**ОТРЫВОК:**
Получается, что обстоятельства немного другие, но карма та же. Характеры, впрочем, в действительности не одни и те же – они отличаются настолько, насколько это нужно Ремарку для его замысла, постольку, поскольку у него в романе больше места, чтобы расписать и рассказать, и еще потому, что много оттенков отличают между собой людей, которых первый поверхностный взгляд отнес к одному «человеческому типу».
Установив совпадения, отмеченные выше, я сперва решила, что Ремарк бессмертную легенду о влюбленных римейканул. Но римейк у него полемический: ведь в характерах есть различия, и некоторые узнаваемые мотивы развиваются по-другому, даже «с вызовом» легенде. Уже почти окончив сравнение только между двумя текстами, без подключения предыстории, я полезла более внимательно, чем прежде, изучать биографию Ремарка и убедилась, что на создание «Трех товарищей» все-таки влияли люди и события не из художественной литературы. Например, прототипами главных героев принято считать самого автора и его первую законную супругу, с которой они дважды женились и разводились, которая на самом деле страдала от чахотки, но пережила Ремарка почти на пять лет.
Но даже после этого созвучие имен «Роберт» и «Ромео» представляется мне неслучайным, как и замеченное сходство образов. Во всяком случае, два произведения можно сравнивать так, как сравнила их я. Не для науки – так для удовольствия.

**ЗАДАНИЯ:**
1. Насколько дольше Ремарка, судя по отрывку, прожила его первая законная супруга?
2. Обновите часть отрывка от «Но даже после» до «так для удовольствия.»: поставьте «совпадение» вместо «созвучие».

**ФРАГМЕНТ ДАННЫХ:**
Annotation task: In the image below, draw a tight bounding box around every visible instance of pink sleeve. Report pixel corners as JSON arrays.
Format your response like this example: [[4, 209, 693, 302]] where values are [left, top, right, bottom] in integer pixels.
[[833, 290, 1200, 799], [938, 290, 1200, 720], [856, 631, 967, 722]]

**ОТВЕТЫ ПО ПОРЯДКУ:**
1. Почти на пять лет.

2.
Но даже после этого совпадение имен «Роберт» и «Ромео» представляется мне неслучайным, как и замеченное сходство образов. Во всяком случае, два произведения можно сравнивать так, как сравнила их я. Не для науки – так для удовольствия.